* TASK GOAL
Show every line below that contains the string "shoreline", copying each such line in full.

Point labels for objects
>>>
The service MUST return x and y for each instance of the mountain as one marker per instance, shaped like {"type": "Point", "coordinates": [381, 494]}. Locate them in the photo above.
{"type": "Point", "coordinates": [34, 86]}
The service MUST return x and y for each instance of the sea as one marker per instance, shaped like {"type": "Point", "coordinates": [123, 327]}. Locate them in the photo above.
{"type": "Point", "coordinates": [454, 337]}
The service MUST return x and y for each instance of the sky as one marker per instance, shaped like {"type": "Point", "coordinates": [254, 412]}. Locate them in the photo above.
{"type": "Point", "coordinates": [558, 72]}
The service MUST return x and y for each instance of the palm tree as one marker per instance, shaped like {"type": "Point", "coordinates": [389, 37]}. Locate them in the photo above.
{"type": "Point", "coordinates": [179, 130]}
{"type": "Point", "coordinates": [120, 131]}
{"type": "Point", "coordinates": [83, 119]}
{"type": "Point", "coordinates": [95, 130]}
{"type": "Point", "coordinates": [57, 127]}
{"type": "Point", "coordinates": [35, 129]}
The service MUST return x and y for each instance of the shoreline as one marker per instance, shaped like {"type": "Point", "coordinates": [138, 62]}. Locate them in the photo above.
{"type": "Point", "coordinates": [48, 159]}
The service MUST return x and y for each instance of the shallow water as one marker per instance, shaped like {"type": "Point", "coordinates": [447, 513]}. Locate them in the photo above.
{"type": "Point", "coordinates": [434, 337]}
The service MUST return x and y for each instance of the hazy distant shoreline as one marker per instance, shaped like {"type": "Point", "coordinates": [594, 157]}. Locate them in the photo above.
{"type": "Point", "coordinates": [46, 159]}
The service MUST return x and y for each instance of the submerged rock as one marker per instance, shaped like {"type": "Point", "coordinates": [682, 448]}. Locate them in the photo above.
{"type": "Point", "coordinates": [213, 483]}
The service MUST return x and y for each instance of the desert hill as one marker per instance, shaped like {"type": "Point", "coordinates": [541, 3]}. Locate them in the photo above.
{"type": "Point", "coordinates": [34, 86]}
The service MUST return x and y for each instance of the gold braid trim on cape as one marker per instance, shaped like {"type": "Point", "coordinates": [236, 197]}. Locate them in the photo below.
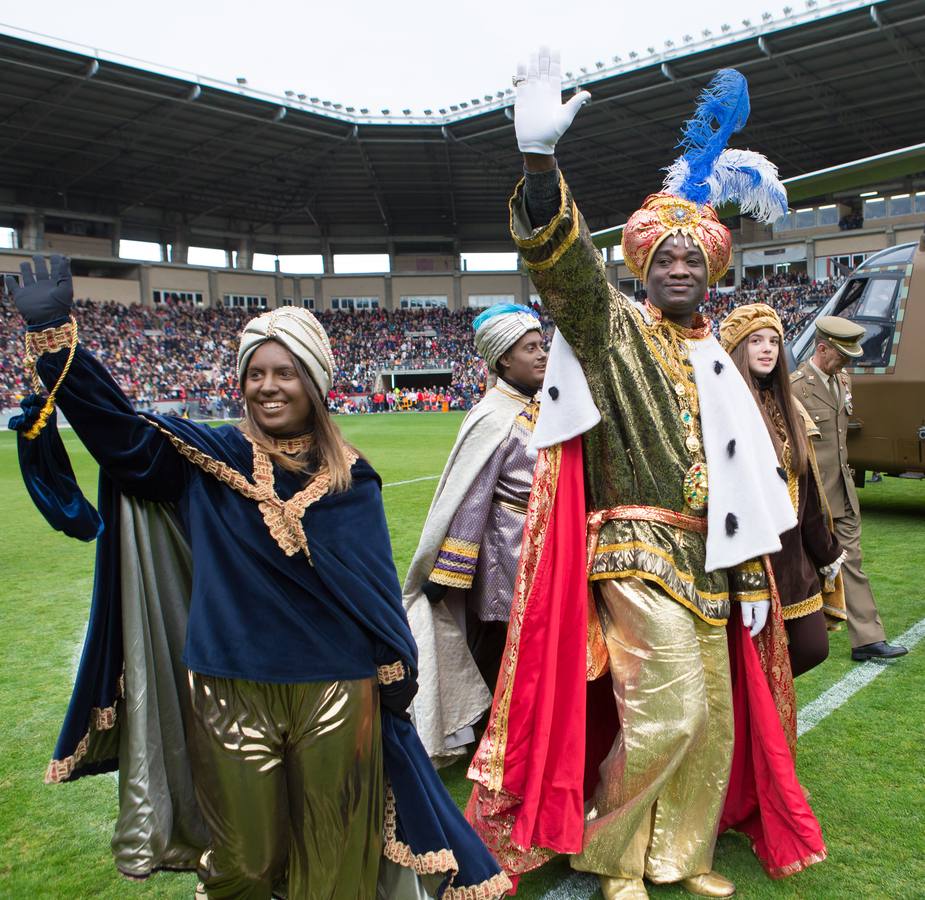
<<<
* THE SOLUTION
The service MUST return x and y for each instance of the shoreline as one marker per instance, shaped like {"type": "Point", "coordinates": [138, 62]}. Locate them in the photo above.
The service MUST return x and y for each instance of the hazy distant shoreline as one marker per instance, shaped like {"type": "Point", "coordinates": [594, 157]}. Locate them in the photo above.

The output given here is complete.